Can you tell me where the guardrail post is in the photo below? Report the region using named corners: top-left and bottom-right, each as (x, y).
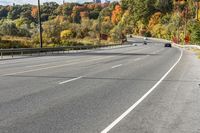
top-left (1, 52), bottom-right (3, 59)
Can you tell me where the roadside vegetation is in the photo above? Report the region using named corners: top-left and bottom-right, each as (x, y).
top-left (0, 0), bottom-right (200, 48)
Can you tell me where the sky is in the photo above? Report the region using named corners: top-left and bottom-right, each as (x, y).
top-left (0, 0), bottom-right (112, 5)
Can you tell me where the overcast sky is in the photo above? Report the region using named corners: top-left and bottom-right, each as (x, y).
top-left (0, 0), bottom-right (114, 5)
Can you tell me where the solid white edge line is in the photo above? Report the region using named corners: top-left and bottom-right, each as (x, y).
top-left (111, 64), bottom-right (122, 69)
top-left (101, 50), bottom-right (183, 133)
top-left (59, 76), bottom-right (83, 85)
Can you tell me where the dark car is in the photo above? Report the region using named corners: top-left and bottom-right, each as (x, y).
top-left (165, 43), bottom-right (172, 48)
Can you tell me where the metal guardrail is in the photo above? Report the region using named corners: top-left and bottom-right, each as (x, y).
top-left (0, 44), bottom-right (121, 59)
top-left (130, 36), bottom-right (200, 49)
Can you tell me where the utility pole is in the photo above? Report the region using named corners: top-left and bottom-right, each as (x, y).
top-left (38, 0), bottom-right (43, 48)
top-left (196, 1), bottom-right (199, 21)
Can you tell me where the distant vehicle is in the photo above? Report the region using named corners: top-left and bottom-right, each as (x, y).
top-left (165, 43), bottom-right (172, 48)
top-left (144, 37), bottom-right (148, 40)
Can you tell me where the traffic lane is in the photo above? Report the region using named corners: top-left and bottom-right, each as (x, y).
top-left (110, 52), bottom-right (200, 133)
top-left (0, 46), bottom-right (147, 74)
top-left (1, 46), bottom-right (181, 133)
top-left (0, 42), bottom-right (160, 102)
top-left (0, 45), bottom-right (136, 68)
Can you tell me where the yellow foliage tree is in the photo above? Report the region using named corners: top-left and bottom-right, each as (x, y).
top-left (60, 30), bottom-right (72, 39)
top-left (112, 5), bottom-right (123, 24)
top-left (148, 12), bottom-right (161, 31)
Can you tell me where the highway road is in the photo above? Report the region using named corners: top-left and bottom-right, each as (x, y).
top-left (0, 39), bottom-right (200, 133)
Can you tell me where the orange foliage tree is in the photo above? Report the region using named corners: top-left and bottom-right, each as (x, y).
top-left (148, 12), bottom-right (161, 30)
top-left (112, 5), bottom-right (123, 25)
top-left (31, 6), bottom-right (38, 18)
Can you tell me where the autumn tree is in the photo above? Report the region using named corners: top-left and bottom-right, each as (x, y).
top-left (112, 5), bottom-right (123, 25)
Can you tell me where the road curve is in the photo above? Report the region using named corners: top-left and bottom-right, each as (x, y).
top-left (0, 39), bottom-right (200, 133)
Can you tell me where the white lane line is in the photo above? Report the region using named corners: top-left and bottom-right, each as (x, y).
top-left (25, 63), bottom-right (49, 68)
top-left (111, 64), bottom-right (122, 69)
top-left (59, 76), bottom-right (83, 85)
top-left (101, 50), bottom-right (183, 133)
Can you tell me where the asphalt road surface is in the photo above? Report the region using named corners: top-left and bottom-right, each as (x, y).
top-left (0, 39), bottom-right (200, 133)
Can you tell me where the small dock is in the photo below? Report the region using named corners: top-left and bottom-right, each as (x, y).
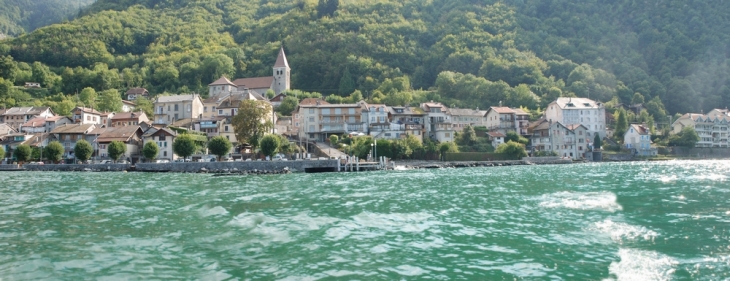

◇ ◇ ◇ ◇

Reproduce all of the material above word for word, leaving out the pictures.

**Answer for this exercise**
Can you tell me where the guardrail post is in the photo below? Report the region using named corners: top-left and bottom-right, each as (x, y).
top-left (1, 52), bottom-right (3, 59)
Can you tell me where the roadside vegetation is in the photo above? Report the region using named corners: top-left and bottom-right, each as (x, y).
top-left (0, 0), bottom-right (200, 48)
Can you tell me where the sky is in the photo above? Report the region using named corners: top-left and bottom-right, each as (x, y).
top-left (0, 0), bottom-right (112, 5)
Can you tell me where the overcast sky is in the photo above? Report the region using named corners: top-left and bottom-right, each as (x, y).
top-left (0, 0), bottom-right (114, 5)
Can you tell me where the solid white edge line is in the photo above? Report the region using named corners: top-left and bottom-right, each as (x, y).
top-left (111, 64), bottom-right (122, 69)
top-left (101, 50), bottom-right (183, 133)
top-left (59, 76), bottom-right (83, 85)
Can you tell me where the dark car is in the photo above? Report the region using named corners: top-left and bottom-right, each as (x, y).
top-left (165, 43), bottom-right (172, 48)
Can you tell me where the metal guardrail is in the photo above? Report the region using named corners: top-left and bottom-right, each as (x, y).
top-left (0, 44), bottom-right (121, 59)
top-left (130, 36), bottom-right (200, 49)
Can you tell me where the utility pole is in the photo above? Report the region using named corners: top-left and bottom-right, each as (x, y).
top-left (38, 0), bottom-right (43, 48)
top-left (196, 1), bottom-right (199, 21)
Can you tell me where the distant vehicle is in the photo above? Report the region using named corners: top-left and bottom-right, each as (x, y).
top-left (165, 43), bottom-right (172, 48)
top-left (144, 37), bottom-right (148, 40)
Can you tell me where the traffic lane is in the photo above? Report the region using named corners: top-left and bottom-right, each as (x, y).
top-left (110, 52), bottom-right (200, 133)
top-left (0, 46), bottom-right (147, 74)
top-left (1, 46), bottom-right (181, 133)
top-left (0, 42), bottom-right (160, 102)
top-left (0, 45), bottom-right (136, 68)
Can you tell me where the yellow foliage tree is in the photo above? Report the region using named corners: top-left and bottom-right, each as (x, y).
top-left (60, 30), bottom-right (72, 39)
top-left (112, 5), bottom-right (123, 24)
top-left (148, 12), bottom-right (161, 31)
Can you tell me where the highway road is in the photo above? Report the region using named corners: top-left and bottom-right, each as (x, y).
top-left (0, 39), bottom-right (200, 133)
Can you tell me where the orange foliage tree is in the photo above? Report the region using named corners: top-left and bottom-right, each as (x, y).
top-left (148, 12), bottom-right (161, 30)
top-left (112, 5), bottom-right (123, 25)
top-left (31, 6), bottom-right (38, 18)
Can you tell me where the autumn tree is in the photo above? Report the region using named corners: top-left and bottom-right, each as (x, y).
top-left (112, 5), bottom-right (123, 25)
Can you tell me where the road curve is in the photo above? Report the region using named corners: top-left and bottom-right, each as (x, y).
top-left (0, 39), bottom-right (200, 133)
Can you tell me where the white lane line is in the photo above? Report the region using named corners: top-left and bottom-right, each as (x, y).
top-left (25, 63), bottom-right (49, 68)
top-left (111, 64), bottom-right (122, 69)
top-left (59, 76), bottom-right (83, 85)
top-left (101, 50), bottom-right (183, 133)
Can you tell me where the asphalt road surface is in the photo above? Report the region using named corners: top-left and bottom-right, each as (x, y).
top-left (0, 39), bottom-right (200, 133)
Can you tell me where the small dock is in the photo below? Report the region using named corners: top-left and bottom-right, each as (x, y).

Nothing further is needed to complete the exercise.